Material provided:
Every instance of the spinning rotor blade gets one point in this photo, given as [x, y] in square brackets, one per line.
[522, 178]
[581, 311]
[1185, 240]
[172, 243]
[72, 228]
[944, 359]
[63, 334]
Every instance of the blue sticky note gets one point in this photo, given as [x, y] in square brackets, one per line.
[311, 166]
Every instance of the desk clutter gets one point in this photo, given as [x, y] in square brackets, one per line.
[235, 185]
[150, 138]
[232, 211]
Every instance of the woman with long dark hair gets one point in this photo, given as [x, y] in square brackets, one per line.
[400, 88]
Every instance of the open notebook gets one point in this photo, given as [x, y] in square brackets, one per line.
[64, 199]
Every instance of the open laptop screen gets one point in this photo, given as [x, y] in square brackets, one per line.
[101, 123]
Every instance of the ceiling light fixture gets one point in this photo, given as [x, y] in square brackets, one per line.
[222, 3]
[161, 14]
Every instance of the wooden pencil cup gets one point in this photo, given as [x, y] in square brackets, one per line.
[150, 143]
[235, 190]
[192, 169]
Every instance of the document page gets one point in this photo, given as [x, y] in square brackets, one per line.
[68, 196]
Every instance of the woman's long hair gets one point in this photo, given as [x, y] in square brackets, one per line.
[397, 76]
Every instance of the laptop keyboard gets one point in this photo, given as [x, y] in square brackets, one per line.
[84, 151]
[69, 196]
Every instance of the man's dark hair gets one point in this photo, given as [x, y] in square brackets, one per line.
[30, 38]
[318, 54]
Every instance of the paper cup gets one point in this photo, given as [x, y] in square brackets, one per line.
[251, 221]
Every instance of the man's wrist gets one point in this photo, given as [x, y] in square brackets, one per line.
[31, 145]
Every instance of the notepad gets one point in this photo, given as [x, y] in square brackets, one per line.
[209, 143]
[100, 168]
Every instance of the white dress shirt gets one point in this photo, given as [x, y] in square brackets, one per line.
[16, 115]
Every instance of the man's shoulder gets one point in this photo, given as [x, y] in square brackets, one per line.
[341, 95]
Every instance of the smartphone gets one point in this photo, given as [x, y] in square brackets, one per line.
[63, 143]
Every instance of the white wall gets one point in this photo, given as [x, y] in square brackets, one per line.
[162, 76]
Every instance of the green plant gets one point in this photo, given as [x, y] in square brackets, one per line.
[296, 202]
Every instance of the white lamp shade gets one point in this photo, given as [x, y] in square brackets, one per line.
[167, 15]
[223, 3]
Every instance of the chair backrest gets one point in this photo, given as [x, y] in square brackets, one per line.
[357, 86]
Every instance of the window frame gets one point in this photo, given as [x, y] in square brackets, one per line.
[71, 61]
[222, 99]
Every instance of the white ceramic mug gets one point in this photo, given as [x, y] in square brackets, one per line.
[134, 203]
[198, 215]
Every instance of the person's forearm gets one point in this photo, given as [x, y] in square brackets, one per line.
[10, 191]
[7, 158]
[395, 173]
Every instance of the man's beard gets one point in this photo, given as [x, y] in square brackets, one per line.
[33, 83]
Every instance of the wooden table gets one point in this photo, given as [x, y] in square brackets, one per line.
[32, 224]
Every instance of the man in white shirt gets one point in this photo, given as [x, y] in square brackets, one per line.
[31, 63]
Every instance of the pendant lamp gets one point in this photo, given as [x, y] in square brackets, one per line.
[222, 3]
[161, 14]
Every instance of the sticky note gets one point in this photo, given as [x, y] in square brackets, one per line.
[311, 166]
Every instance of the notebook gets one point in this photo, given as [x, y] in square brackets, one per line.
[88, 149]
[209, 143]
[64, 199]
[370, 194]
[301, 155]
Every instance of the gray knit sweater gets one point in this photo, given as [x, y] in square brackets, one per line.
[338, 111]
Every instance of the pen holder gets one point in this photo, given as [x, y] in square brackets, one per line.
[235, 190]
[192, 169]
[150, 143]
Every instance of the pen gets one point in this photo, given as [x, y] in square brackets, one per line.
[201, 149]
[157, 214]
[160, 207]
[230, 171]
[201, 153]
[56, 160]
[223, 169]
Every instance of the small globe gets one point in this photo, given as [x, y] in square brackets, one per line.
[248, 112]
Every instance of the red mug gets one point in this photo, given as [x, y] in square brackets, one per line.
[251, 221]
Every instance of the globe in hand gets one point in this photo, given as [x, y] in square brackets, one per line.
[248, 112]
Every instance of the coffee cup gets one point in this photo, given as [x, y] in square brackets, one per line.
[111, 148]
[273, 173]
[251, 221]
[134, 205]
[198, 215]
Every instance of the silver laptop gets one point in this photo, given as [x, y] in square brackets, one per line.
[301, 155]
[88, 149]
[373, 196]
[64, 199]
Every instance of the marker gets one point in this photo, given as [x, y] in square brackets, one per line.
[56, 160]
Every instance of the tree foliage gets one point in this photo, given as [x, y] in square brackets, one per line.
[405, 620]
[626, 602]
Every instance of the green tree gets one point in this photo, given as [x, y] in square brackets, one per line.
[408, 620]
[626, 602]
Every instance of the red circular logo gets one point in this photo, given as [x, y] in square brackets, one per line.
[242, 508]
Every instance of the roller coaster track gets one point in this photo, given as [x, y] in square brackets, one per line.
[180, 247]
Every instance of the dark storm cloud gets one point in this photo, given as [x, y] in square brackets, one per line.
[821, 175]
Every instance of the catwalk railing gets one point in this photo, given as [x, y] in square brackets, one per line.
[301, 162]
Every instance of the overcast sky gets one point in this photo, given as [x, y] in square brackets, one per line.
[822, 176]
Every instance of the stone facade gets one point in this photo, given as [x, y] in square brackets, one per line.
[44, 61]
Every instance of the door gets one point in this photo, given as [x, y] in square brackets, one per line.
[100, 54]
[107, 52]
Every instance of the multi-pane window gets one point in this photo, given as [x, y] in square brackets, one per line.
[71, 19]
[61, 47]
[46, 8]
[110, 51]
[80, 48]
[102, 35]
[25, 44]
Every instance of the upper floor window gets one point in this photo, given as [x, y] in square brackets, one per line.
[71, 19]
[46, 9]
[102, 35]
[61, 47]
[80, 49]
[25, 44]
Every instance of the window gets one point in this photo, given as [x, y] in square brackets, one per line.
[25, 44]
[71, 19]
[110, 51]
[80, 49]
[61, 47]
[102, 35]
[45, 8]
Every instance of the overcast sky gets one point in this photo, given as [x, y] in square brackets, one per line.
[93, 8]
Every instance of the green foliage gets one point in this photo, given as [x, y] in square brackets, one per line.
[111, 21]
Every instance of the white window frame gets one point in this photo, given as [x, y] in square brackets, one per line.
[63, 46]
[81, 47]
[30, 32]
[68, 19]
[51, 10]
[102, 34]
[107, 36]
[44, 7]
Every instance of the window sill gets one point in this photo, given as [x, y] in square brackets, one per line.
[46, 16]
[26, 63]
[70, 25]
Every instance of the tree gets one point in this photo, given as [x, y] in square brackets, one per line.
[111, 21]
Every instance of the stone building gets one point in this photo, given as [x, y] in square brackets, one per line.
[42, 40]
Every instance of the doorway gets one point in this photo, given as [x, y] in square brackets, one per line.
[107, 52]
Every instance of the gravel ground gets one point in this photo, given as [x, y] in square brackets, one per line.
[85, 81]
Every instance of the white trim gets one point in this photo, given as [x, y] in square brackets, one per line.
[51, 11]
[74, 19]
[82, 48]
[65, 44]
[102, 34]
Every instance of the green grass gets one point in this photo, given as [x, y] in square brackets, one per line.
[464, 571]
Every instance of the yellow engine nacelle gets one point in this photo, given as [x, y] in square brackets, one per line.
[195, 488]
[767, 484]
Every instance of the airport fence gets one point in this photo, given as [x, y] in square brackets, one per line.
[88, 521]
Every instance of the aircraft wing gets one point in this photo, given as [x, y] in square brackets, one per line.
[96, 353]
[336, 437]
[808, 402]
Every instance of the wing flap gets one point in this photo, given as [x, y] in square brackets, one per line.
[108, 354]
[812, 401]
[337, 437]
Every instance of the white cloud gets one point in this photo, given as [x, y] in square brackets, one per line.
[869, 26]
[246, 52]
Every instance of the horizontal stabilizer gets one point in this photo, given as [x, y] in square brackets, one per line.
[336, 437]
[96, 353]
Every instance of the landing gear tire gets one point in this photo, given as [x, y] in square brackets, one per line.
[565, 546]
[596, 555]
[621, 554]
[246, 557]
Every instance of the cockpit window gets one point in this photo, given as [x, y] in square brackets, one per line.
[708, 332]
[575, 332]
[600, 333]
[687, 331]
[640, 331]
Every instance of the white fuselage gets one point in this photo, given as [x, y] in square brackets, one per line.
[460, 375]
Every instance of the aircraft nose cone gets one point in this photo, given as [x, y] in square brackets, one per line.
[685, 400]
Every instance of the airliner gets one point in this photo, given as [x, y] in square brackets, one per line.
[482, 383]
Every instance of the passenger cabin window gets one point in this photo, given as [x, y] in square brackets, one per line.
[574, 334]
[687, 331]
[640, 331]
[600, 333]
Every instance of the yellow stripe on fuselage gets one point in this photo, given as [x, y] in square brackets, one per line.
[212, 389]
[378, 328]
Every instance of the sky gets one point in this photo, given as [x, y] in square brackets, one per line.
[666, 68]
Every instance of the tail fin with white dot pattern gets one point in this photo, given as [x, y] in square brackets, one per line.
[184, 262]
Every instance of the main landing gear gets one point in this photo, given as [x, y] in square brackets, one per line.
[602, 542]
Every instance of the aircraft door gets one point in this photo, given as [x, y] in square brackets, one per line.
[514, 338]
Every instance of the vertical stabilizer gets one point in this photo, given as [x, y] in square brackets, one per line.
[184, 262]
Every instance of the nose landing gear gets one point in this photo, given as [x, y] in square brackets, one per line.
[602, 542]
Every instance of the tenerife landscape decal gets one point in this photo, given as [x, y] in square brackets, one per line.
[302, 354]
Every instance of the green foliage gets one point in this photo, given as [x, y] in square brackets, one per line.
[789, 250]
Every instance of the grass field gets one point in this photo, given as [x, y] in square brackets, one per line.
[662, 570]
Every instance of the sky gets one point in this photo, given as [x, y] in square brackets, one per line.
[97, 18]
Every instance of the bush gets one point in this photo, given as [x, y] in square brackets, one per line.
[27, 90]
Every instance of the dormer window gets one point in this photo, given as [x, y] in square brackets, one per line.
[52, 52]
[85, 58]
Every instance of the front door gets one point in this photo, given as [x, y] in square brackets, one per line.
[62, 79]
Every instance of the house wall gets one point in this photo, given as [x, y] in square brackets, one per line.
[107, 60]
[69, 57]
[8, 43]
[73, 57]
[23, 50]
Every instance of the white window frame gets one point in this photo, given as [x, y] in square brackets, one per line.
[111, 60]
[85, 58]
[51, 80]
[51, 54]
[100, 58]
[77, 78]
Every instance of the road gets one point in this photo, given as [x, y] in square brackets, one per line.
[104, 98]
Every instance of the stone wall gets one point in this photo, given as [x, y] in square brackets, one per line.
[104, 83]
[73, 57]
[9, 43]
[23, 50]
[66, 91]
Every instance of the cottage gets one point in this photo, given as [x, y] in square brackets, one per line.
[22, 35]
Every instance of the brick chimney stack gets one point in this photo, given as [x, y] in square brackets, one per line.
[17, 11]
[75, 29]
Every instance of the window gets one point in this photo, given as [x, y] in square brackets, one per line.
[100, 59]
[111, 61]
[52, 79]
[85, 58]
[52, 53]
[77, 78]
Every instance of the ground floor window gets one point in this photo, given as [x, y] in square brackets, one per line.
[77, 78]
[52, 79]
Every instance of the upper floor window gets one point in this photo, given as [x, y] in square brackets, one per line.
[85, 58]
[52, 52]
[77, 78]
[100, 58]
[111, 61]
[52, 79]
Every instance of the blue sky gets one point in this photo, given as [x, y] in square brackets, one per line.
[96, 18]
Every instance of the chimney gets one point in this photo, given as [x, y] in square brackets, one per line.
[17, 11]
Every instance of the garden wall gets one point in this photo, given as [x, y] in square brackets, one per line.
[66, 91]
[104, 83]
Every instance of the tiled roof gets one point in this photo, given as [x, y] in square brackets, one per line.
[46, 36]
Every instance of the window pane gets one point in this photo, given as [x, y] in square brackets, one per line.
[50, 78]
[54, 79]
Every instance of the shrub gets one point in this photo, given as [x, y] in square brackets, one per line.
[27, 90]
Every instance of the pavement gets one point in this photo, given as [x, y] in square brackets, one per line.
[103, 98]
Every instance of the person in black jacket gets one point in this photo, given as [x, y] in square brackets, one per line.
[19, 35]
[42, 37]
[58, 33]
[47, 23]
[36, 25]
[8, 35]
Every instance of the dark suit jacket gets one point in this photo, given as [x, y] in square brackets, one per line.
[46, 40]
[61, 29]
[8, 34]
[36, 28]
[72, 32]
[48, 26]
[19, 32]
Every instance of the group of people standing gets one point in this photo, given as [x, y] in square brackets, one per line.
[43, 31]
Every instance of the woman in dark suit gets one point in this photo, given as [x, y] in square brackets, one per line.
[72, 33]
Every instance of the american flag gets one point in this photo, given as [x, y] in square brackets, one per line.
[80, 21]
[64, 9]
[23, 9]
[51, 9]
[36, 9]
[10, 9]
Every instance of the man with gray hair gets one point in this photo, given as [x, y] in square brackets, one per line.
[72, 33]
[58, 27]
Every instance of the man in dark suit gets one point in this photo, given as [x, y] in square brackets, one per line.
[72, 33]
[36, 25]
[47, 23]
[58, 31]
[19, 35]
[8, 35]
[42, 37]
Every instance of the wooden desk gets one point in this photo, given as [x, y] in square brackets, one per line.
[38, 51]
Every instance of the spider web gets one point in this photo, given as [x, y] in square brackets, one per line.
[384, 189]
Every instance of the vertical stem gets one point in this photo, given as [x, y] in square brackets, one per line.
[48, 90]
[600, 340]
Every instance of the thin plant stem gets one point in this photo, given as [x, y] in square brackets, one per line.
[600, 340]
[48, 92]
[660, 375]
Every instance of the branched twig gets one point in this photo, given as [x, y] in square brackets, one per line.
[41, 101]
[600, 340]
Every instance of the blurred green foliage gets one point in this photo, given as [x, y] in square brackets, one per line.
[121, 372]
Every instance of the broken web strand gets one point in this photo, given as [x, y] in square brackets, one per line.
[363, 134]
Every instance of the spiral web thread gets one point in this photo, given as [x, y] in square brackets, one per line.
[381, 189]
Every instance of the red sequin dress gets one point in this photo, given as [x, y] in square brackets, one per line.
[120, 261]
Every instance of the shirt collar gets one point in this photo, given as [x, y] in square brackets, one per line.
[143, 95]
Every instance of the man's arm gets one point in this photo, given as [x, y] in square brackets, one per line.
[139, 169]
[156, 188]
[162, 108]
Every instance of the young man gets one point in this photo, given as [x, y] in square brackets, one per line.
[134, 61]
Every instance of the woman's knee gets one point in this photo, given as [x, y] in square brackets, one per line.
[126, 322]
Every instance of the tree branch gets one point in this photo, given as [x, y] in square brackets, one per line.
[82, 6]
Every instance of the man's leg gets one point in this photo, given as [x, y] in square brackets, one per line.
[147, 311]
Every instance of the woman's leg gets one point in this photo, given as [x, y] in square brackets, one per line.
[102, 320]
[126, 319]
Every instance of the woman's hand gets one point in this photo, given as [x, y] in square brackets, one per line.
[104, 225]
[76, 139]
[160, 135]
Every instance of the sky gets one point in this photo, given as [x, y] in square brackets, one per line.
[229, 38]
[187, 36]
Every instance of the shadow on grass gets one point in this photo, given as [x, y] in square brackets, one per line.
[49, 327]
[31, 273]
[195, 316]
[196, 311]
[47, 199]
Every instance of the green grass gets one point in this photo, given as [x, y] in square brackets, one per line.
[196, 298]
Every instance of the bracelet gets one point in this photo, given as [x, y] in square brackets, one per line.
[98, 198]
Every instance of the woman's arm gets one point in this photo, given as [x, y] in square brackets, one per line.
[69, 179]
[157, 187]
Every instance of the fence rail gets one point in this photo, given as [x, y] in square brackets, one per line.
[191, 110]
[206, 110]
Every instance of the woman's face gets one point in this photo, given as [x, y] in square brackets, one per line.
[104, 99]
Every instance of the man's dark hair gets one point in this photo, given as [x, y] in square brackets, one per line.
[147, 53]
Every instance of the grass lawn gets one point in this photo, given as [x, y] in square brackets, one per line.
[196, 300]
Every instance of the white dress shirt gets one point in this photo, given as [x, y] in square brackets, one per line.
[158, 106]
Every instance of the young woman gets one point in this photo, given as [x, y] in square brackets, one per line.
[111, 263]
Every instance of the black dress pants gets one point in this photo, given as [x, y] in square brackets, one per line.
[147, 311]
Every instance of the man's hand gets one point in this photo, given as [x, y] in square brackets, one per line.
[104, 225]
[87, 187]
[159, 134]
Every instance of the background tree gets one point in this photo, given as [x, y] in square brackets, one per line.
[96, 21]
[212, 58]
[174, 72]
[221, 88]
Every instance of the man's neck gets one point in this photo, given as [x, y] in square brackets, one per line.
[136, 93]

Job: Each line from the one containing "Every instance of the bracelet" to the end of the listing above should be copied exactly, and nothing else.

Exercise answer:
Every instance of the bracelet gets one point in this photo, given as [x, y] in square brackets, one per line.
[98, 198]
Every instance of the woman's arm gets one point in this photo, given as [x, y] in square brackets, one per line.
[69, 179]
[157, 187]
Every instance of the fence rail gets one point in this photo, given as [x, y] in square brackets, one per line.
[191, 110]
[206, 110]
Every instance of the woman's face gets one point in this photo, given as [x, y] in square brackets, one per line.
[104, 99]
Every instance of the man's dark hair gets one point in this photo, given as [x, y] in square brackets, one per line.
[147, 53]
Every instance of the grass lawn gets one point in this photo, given as [x, y] in square brackets, one per line.
[196, 300]
Every instance of the white dress shirt gets one point in this photo, given as [x, y] in square brackets, one per line.
[158, 106]
Every instance of the young woman gets one point in this photo, given as [x, y] in square brackets, one per line.
[111, 263]
Every instance of the black dress pants gets one point in this photo, given as [x, y] in square brackets, one per line.
[147, 311]
Every instance of the man's hand gets one point in this photo, given as [x, y] in square brackets, one per line.
[104, 225]
[87, 187]
[159, 134]
Every instance of the background tree gets one point in this photo, given as [x, y] in square brackets, one per line.
[96, 21]
[212, 58]
[174, 72]
[221, 88]
Every instance of the man's neck gets one point in this photo, given as [x, y] in square brackets, one per line.
[136, 93]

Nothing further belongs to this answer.